TASK TO COMPLETE:
Return each entry word for word and skip its pictures.

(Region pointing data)

·····

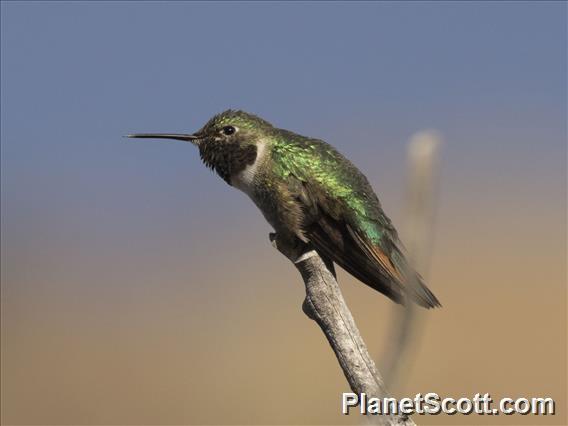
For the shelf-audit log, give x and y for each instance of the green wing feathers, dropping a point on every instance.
(344, 219)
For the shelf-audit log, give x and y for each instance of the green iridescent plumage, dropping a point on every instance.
(311, 193)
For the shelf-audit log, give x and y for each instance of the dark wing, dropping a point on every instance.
(346, 224)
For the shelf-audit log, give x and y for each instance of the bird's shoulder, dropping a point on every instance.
(330, 180)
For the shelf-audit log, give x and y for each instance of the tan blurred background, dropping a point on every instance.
(137, 288)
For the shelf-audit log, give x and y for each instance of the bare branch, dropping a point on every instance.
(324, 304)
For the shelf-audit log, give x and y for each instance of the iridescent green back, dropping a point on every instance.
(341, 189)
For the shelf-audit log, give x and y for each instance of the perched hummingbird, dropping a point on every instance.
(311, 193)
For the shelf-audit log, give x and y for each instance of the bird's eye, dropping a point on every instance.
(228, 130)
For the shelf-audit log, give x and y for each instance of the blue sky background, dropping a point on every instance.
(92, 222)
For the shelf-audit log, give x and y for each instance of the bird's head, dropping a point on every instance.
(227, 142)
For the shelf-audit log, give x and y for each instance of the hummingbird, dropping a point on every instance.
(310, 194)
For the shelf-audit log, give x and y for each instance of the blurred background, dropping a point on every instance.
(138, 288)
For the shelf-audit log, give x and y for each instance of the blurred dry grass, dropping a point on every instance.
(187, 348)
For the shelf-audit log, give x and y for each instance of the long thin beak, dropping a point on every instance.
(180, 137)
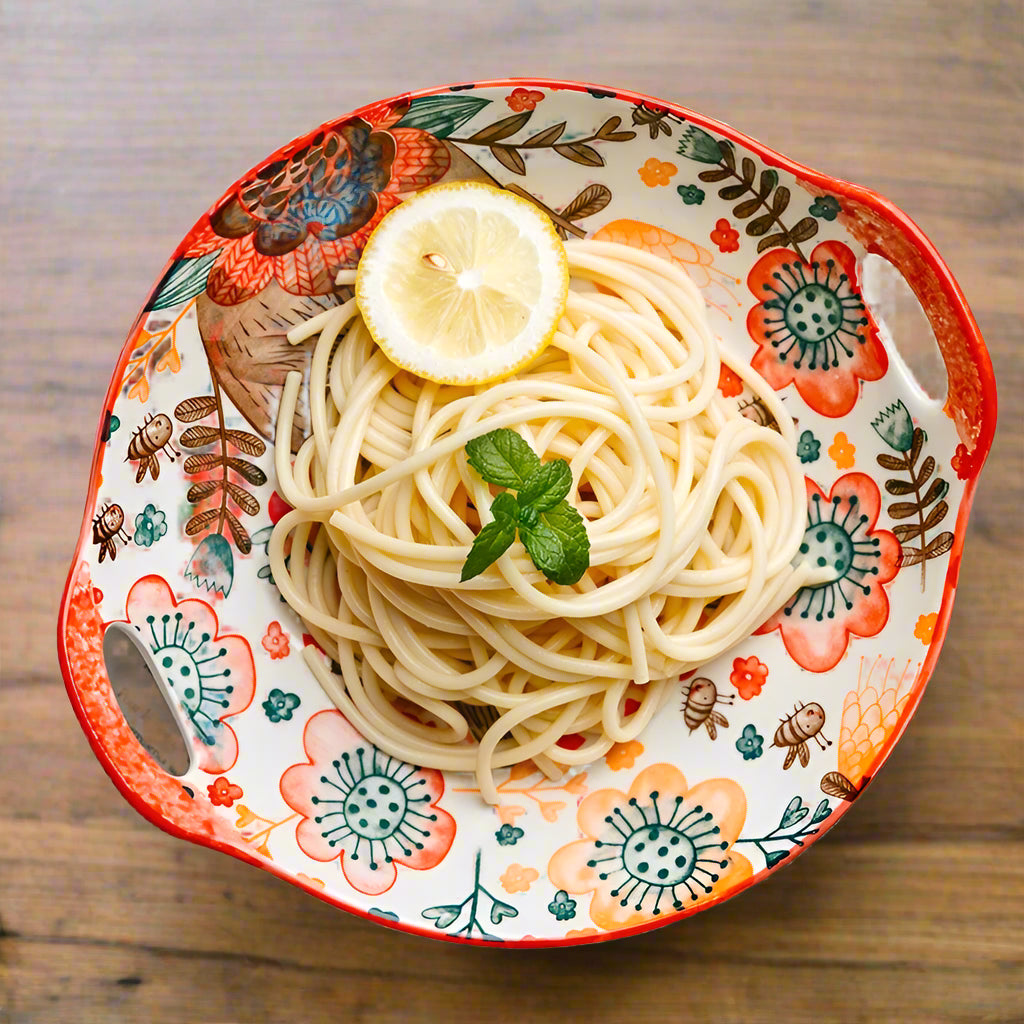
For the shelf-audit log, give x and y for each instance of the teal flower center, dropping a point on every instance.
(190, 665)
(659, 855)
(374, 807)
(653, 855)
(838, 546)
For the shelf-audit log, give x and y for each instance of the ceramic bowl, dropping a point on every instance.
(736, 776)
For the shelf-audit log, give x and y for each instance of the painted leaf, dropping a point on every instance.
(243, 499)
(183, 281)
(252, 473)
(246, 441)
(503, 129)
(441, 115)
(201, 463)
(200, 521)
(509, 157)
(198, 436)
(195, 409)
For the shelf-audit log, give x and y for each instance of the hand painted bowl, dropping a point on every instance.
(738, 774)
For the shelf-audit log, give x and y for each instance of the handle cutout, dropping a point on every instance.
(143, 700)
(903, 325)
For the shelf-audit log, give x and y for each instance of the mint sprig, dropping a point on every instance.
(552, 530)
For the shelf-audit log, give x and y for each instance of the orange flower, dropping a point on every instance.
(725, 237)
(275, 641)
(624, 755)
(656, 172)
(518, 879)
(729, 383)
(523, 99)
(749, 676)
(657, 848)
(842, 452)
(222, 793)
(870, 714)
(926, 628)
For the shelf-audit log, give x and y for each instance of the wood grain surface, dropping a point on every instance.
(122, 121)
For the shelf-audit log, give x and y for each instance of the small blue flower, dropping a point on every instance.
(808, 448)
(561, 906)
(825, 207)
(691, 195)
(151, 524)
(509, 835)
(750, 743)
(279, 706)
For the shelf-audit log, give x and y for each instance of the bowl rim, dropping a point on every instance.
(890, 213)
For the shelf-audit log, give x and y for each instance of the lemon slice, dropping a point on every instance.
(463, 284)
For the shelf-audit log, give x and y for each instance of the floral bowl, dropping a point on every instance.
(755, 759)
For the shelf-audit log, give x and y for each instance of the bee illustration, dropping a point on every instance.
(698, 707)
(151, 438)
(108, 528)
(805, 722)
(653, 118)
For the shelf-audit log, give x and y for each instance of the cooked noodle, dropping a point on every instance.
(694, 514)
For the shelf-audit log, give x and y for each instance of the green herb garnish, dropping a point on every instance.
(552, 530)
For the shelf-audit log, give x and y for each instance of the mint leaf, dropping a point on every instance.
(493, 541)
(558, 544)
(502, 457)
(547, 485)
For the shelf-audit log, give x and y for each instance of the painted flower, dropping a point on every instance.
(895, 427)
(306, 213)
(561, 906)
(750, 743)
(212, 565)
(657, 848)
(856, 560)
(523, 99)
(222, 793)
(729, 383)
(812, 327)
(151, 525)
(842, 451)
(966, 463)
(509, 835)
(624, 755)
(518, 879)
(656, 172)
(925, 629)
(280, 706)
(725, 237)
(365, 809)
(275, 641)
(749, 676)
(825, 207)
(695, 143)
(212, 676)
(808, 448)
(870, 715)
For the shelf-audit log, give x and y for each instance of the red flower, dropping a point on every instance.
(523, 99)
(365, 809)
(222, 793)
(966, 463)
(817, 623)
(729, 383)
(725, 237)
(275, 641)
(812, 327)
(749, 676)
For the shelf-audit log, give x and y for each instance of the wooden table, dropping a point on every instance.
(123, 120)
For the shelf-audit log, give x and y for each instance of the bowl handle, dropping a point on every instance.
(167, 802)
(885, 230)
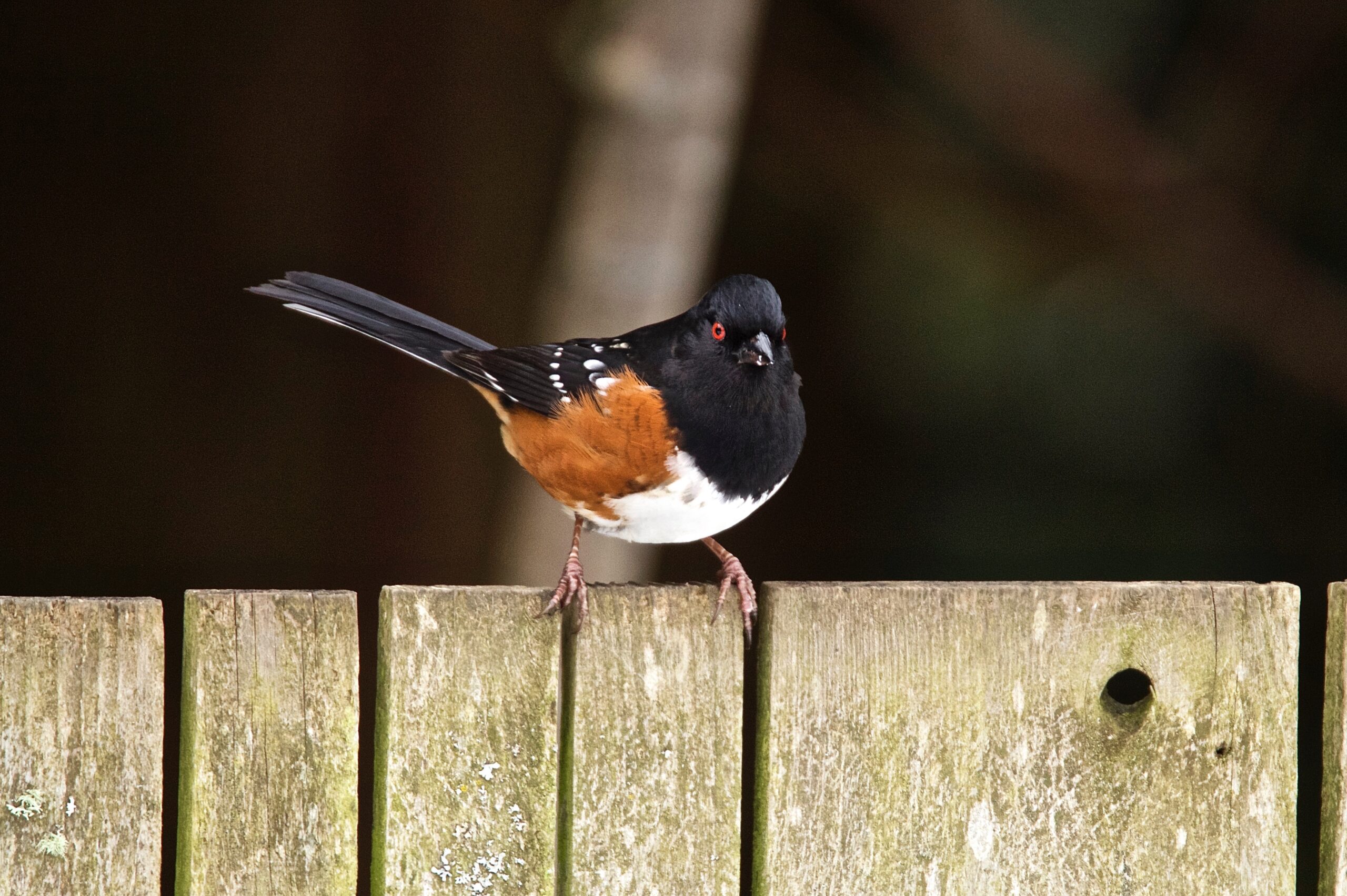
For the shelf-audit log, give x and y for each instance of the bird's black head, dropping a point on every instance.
(740, 320)
(729, 385)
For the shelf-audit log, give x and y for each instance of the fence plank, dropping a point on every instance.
(81, 727)
(953, 739)
(1333, 829)
(270, 717)
(465, 752)
(658, 748)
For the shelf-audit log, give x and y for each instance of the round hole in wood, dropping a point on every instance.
(1127, 692)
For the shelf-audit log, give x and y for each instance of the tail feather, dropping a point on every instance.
(337, 302)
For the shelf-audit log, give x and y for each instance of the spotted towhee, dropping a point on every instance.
(671, 433)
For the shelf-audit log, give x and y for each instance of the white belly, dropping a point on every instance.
(687, 508)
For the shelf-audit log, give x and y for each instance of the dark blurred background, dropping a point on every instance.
(1066, 285)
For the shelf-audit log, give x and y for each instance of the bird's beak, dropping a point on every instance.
(756, 351)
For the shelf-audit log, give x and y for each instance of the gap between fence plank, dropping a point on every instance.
(659, 726)
(467, 764)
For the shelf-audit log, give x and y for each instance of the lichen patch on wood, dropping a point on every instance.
(81, 746)
(270, 726)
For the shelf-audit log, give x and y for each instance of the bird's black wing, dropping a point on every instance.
(543, 378)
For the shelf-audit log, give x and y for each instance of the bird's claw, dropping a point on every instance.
(733, 575)
(571, 587)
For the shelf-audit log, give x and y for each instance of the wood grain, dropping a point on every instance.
(658, 750)
(1333, 828)
(270, 716)
(81, 722)
(932, 738)
(467, 748)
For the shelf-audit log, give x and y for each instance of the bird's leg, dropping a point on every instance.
(732, 573)
(571, 584)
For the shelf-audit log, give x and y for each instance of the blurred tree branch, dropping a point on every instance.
(1194, 235)
(663, 85)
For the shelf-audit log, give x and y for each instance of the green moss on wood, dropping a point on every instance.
(270, 743)
(81, 721)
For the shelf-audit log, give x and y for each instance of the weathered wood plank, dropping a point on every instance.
(658, 746)
(81, 731)
(1333, 829)
(270, 720)
(953, 739)
(465, 753)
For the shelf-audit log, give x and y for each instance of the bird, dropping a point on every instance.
(671, 433)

·····

WRITTEN RESPONSE:
For the shelf-audit log, give x and y for each instance of the green wing feathers, dropping a point on every instance.
(344, 219)
For the shelf-audit log, give x and y for each instance of the green iridescent plumage, dropping a point on every instance.
(311, 193)
For the shelf-audit log, give x and y for each instance of the dark wing, dropping a point on every instance.
(346, 224)
For the shelf-audit log, give x and y for each instance of the bird's shoulder, dropping a point on every instance.
(330, 180)
For the shelf-audit log, give x and y for each instance of the tan blurred background, dropping a point on every instance.
(137, 288)
For the shelf-audit log, give x and y for each instance of the bare branch, dropping a point on every instance.
(324, 304)
For the shelf-audit log, give x and y for each instance of the iridescent green back, dropping a point on every instance.
(341, 189)
For the shelf-audit log, give x and y for each instance of the perched hummingbird, dropping a point on every instance.
(311, 193)
For the shelf-audit log, give x and y for each instance of the bird's eye, dropping a point on every instance.
(228, 130)
For the shelf-audit log, give x and y for each instance of the blue sky background, dropping a point on every instance.
(92, 222)
For the shelf-audit log, give x and y for each instance of the bird's head, dropping a point on every instance.
(227, 142)
For the shelf-audit log, give x and y for each instance of the hummingbird, dropping a point on every instance.
(310, 194)
For the shelf-audit log, give x and y for each instance of the blurred background, dropping a point on every instance.
(138, 288)
For the shelf-audit log, give x and y for each instance of the blurred dry grass, dropping a point on every instance.
(187, 348)
For the shelf-audit log, give x and y for each instance of the long thin beak, dropping a point on every instance.
(180, 137)
For the shelf-audit log, give x and y for each instance of the teal flower center, dropping a point on every instance.
(190, 665)
(659, 855)
(374, 807)
(653, 855)
(838, 546)
For the shelf-audit log, give x and y for each instance of the ceramic bowl, dropping a point on every instance.
(736, 776)
For the shelf-audit log, give x and y for each instance of the painted leaf, dropping a point on every instance.
(243, 499)
(183, 281)
(252, 473)
(246, 441)
(503, 129)
(441, 115)
(201, 463)
(200, 521)
(509, 157)
(198, 436)
(195, 409)
For the shelf-audit log, give x and y for each instance of the hand painted bowl, dropping a point on every instance.
(738, 774)
For the shelf-audit log, give x and y for each instance of the handle cutout, dropping a point on every instance.
(143, 700)
(903, 325)
For the shelf-audit log, give x and y for each instance of the mint sprig, dropping a point on every instance.
(552, 530)
For the shelf-audit log, give x and y for each instance of the orange flower, dropping a point on every instance.
(725, 237)
(275, 641)
(624, 755)
(656, 172)
(518, 879)
(729, 383)
(523, 99)
(749, 676)
(657, 848)
(842, 452)
(222, 793)
(870, 714)
(926, 628)
For the shelf-audit log, give x and y for each instance of the wood grain surface, dropping a point on every instance.
(122, 121)
For the shelf-audit log, give x and y for each instance of the small blue flower, dropping a point on every instance.
(808, 448)
(561, 906)
(825, 207)
(691, 195)
(151, 524)
(509, 835)
(750, 743)
(279, 706)
For the shelf-audit log, give x and y for each instance of the bowl rim, dropping a point on every instance.
(890, 213)
For the shelf-audit log, give x and y for each instance of the lemon slice, dropping a point on every instance.
(463, 284)
For the shelf-audit log, give x and y for each instance of the floral bowl, dropping a point on every instance.
(755, 759)
For the shelf-audit log, give x and y for each instance of the bee illustration, dropping a point on every instance.
(698, 707)
(151, 438)
(108, 528)
(805, 722)
(653, 118)
For the shelf-audit log, give x and y for each instance of the cooked noodle, dropping a point on every instance.
(694, 514)
For the shelf-audit log, give x and y for each instance of the green herb garnish, dropping a point on every instance.
(552, 530)
For the shelf-audit log, give x and y for each instance of the mint leaf, dropping a point on every instance.
(493, 541)
(558, 544)
(502, 457)
(547, 485)
For the shelf-audit log, give x and y for each instance of the painted flower, dropping a point on every instance.
(895, 427)
(306, 213)
(561, 906)
(750, 743)
(212, 565)
(657, 848)
(856, 560)
(523, 99)
(222, 793)
(729, 383)
(812, 327)
(151, 525)
(842, 451)
(966, 463)
(509, 835)
(624, 755)
(518, 879)
(656, 172)
(925, 629)
(280, 706)
(725, 237)
(365, 809)
(275, 641)
(749, 676)
(825, 207)
(695, 143)
(212, 676)
(808, 448)
(870, 715)
For the shelf-audit log, give x and y for each instance of the red flower, dropping a point on every instance.
(523, 99)
(365, 809)
(222, 793)
(966, 463)
(817, 623)
(729, 383)
(725, 237)
(275, 641)
(812, 327)
(749, 676)
For the shelf-audit log, give x and y for each instance of the wooden table, dropping a point on every instance.
(123, 120)
For the shelf-audit log, give x and y for each instance of the bowl handle, dropping a point on every instance.
(167, 802)
(885, 230)
For the shelf-audit log, give x and y for each instance of the bird's black head, dropping a point on every instance.
(740, 320)
(729, 385)
For the shelf-audit log, give x and y for each instance of the fence plank, dropping a point on every instance.
(81, 727)
(953, 739)
(1333, 829)
(270, 717)
(465, 752)
(658, 748)
For the shelf-audit log, give x and y for each instance of the round hole in wood, dropping a point on every instance.
(1127, 692)
For the shelf-audit log, give x and y for each instance of the tail feather, dropping a point on every instance.
(337, 302)
For the shelf-audit log, give x and y for each instance of the spotted towhee, dropping a point on every instance.
(671, 433)
For the shelf-audit log, give x and y for each instance of the white belly, dropping a point on every instance.
(687, 508)
For the shelf-audit log, give x and y for each instance of the dark blurred background, dropping a point on every instance.
(1066, 285)
For the shelf-audit log, give x and y for each instance of the bird's beak, dropping a point on every instance.
(756, 351)
For the shelf-audit log, give x and y for each instance of the gap between fence plank, dropping a point on every instance.
(659, 726)
(467, 764)
For the shelf-audit log, give x and y for each instance of the lichen patch on wood, dropping a point on every instance.
(81, 746)
(270, 726)
For the shelf-audit log, give x and y for each instance of the bird's black wing, dropping a point on every instance.
(543, 378)
For the shelf-audit log, give x and y for each instance of the bird's claw, dropping a point on every instance.
(733, 575)
(571, 587)
For the shelf-audit log, give x and y for each instance of the wood grain, dropping a point on every instance.
(658, 750)
(1333, 828)
(270, 716)
(81, 722)
(932, 738)
(467, 748)
For the shelf-audit log, give x and y for each instance of the bird's leg, dropping a point on every instance.
(732, 573)
(571, 584)
For the shelf-audit log, give x and y for each instance of the blurred tree branch, dropping a point on every instance.
(1194, 235)
(663, 85)
For the shelf-audit log, give x and y for each instance of the green moss on wood, dropping a point on every instance.
(270, 743)
(81, 721)
For the shelf-audit log, give x and y for each instance of the weathered wood plank, dropping a point on every instance.
(658, 746)
(81, 731)
(1333, 829)
(270, 720)
(953, 739)
(465, 753)
For the shelf-audit log, give x and y for each instance of the bird, dropping a point on every instance.
(671, 433)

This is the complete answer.